## GIVEN PROBLEM
Put every line of the entries below into a numbered list, skipping any blank lines. Leave the pictures out.

Entries for pointing and labeling:
* * *

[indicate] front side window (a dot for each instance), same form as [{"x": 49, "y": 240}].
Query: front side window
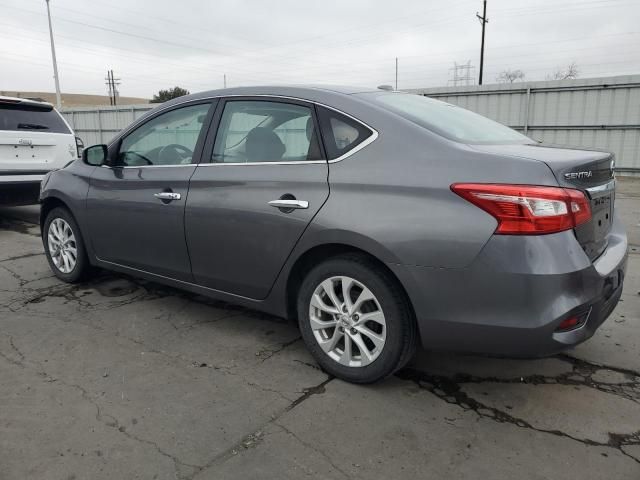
[
  {"x": 265, "y": 131},
  {"x": 168, "y": 139},
  {"x": 450, "y": 121},
  {"x": 341, "y": 133}
]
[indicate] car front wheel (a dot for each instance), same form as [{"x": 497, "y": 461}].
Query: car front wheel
[
  {"x": 355, "y": 319},
  {"x": 64, "y": 247}
]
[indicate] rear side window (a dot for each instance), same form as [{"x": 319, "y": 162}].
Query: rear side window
[
  {"x": 341, "y": 133},
  {"x": 258, "y": 131},
  {"x": 26, "y": 118}
]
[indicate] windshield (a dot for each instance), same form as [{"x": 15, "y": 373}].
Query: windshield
[{"x": 450, "y": 121}]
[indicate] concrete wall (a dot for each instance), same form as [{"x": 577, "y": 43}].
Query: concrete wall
[
  {"x": 602, "y": 113},
  {"x": 100, "y": 124}
]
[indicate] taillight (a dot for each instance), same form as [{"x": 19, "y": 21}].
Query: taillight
[{"x": 528, "y": 209}]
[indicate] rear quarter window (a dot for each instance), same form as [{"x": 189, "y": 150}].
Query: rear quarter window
[
  {"x": 26, "y": 118},
  {"x": 340, "y": 133}
]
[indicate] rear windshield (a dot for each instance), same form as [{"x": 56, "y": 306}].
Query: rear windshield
[
  {"x": 25, "y": 118},
  {"x": 450, "y": 121}
]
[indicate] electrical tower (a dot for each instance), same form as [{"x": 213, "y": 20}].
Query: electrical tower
[
  {"x": 463, "y": 74},
  {"x": 112, "y": 85}
]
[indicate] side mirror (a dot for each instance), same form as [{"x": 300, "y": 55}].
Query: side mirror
[
  {"x": 79, "y": 146},
  {"x": 96, "y": 155}
]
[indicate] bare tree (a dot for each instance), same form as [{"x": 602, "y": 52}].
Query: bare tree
[
  {"x": 568, "y": 73},
  {"x": 510, "y": 76}
]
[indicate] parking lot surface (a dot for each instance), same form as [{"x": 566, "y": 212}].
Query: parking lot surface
[{"x": 120, "y": 378}]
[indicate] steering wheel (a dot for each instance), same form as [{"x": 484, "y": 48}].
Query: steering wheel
[{"x": 167, "y": 154}]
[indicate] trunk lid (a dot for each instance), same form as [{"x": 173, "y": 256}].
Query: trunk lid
[
  {"x": 588, "y": 170},
  {"x": 27, "y": 152},
  {"x": 34, "y": 138}
]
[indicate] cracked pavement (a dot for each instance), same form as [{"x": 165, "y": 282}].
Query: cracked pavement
[{"x": 123, "y": 378}]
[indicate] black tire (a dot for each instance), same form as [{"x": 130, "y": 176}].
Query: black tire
[
  {"x": 82, "y": 267},
  {"x": 401, "y": 331}
]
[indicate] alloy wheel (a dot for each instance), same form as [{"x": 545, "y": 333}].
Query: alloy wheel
[
  {"x": 347, "y": 321},
  {"x": 62, "y": 245}
]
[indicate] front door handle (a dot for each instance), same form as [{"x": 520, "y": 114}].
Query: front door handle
[
  {"x": 167, "y": 196},
  {"x": 289, "y": 204}
]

* * *

## COMPLETED TASK
1. [indicate] front side window (a dot for each instance), same form as [{"x": 49, "y": 240}].
2. Query: front side window
3. [
4.   {"x": 265, "y": 131},
5.   {"x": 168, "y": 139},
6.   {"x": 450, "y": 121},
7.   {"x": 341, "y": 133}
8. ]
9. [indicate] car front wheel (a dot for each instance), same form as [{"x": 497, "y": 461}].
10. Query: car front wheel
11. [
12.   {"x": 355, "y": 319},
13.   {"x": 64, "y": 247}
14. ]
15. [indicate] rear side window (a dot for each instance), same form as [{"x": 319, "y": 162}].
16. Query: rear side window
17. [
18.   {"x": 341, "y": 133},
19.   {"x": 258, "y": 131},
20.   {"x": 26, "y": 118}
21. ]
22. [indicate] windshield (a dot for each instance), same form as [{"x": 15, "y": 373}].
23. Query: windshield
24. [{"x": 450, "y": 121}]
25. [indicate] concrete wall (a dot for each instance), same form as [{"x": 577, "y": 43}].
26. Query: concrete wall
27. [
28.   {"x": 602, "y": 113},
29.   {"x": 100, "y": 124}
30. ]
31. [indicate] taillight (a dot for each instance), same form as [{"x": 19, "y": 21}].
32. Query: taillight
33. [{"x": 528, "y": 209}]
34. [indicate] rear quarter window (a dot for each instance), same form as [{"x": 189, "y": 150}].
35. Query: rear quarter window
36. [
37.   {"x": 26, "y": 118},
38.   {"x": 340, "y": 133}
39. ]
40. [indicate] rear windshield (a dot for each instance), same form as [{"x": 56, "y": 306}].
41. Query: rear windshield
42. [
43.   {"x": 25, "y": 118},
44.   {"x": 450, "y": 121}
45. ]
46. [indicate] electrical tower (a dot for each instance), same form as [{"x": 213, "y": 20}].
47. Query: electrical tower
48. [
49.   {"x": 463, "y": 74},
50.   {"x": 112, "y": 85}
51. ]
52. [indicate] side mirror (a dot for each instance), same form as [{"x": 300, "y": 55}].
53. Query: side mirror
54. [
55.   {"x": 79, "y": 146},
56.   {"x": 96, "y": 155}
57. ]
58. [indicate] bare tree (a dot for each instance), same form as [{"x": 602, "y": 52}].
59. Query: bare tree
60. [
61.   {"x": 568, "y": 73},
62.   {"x": 510, "y": 76}
63. ]
64. [indicate] parking lot surface (a dot for each instance), same form as [{"x": 566, "y": 212}].
65. Query: parking lot surface
66. [{"x": 120, "y": 378}]
67. [indicate] steering wheel (a dot for each instance), same form as [{"x": 484, "y": 48}].
68. Query: steering wheel
69. [{"x": 167, "y": 154}]
70. [indicate] trunk lid (a dot for each instance), same form as [{"x": 173, "y": 256}].
71. Query: trunk lid
72. [
73.   {"x": 588, "y": 170},
74.   {"x": 27, "y": 152},
75.   {"x": 34, "y": 138}
76. ]
77. [indicate] cracked pavement (a dot for each instance), same form as [{"x": 165, "y": 282}].
78. Query: cracked pavement
79. [{"x": 123, "y": 378}]
80. [indicate] black tire (a dot for each instance), same form as [{"x": 130, "y": 176}].
81. Query: black tire
82. [
83.   {"x": 82, "y": 267},
84.   {"x": 401, "y": 331}
85. ]
86. [indicate] alloy wheel (a dot for each instance), same form as [{"x": 545, "y": 333}].
87. Query: alloy wheel
88. [
89.   {"x": 347, "y": 321},
90.   {"x": 62, "y": 245}
91. ]
92. [indicate] front door handle (a dot for each instance), same form as [{"x": 520, "y": 114}].
93. Query: front door handle
94. [
95.   {"x": 167, "y": 196},
96.   {"x": 289, "y": 204}
97. ]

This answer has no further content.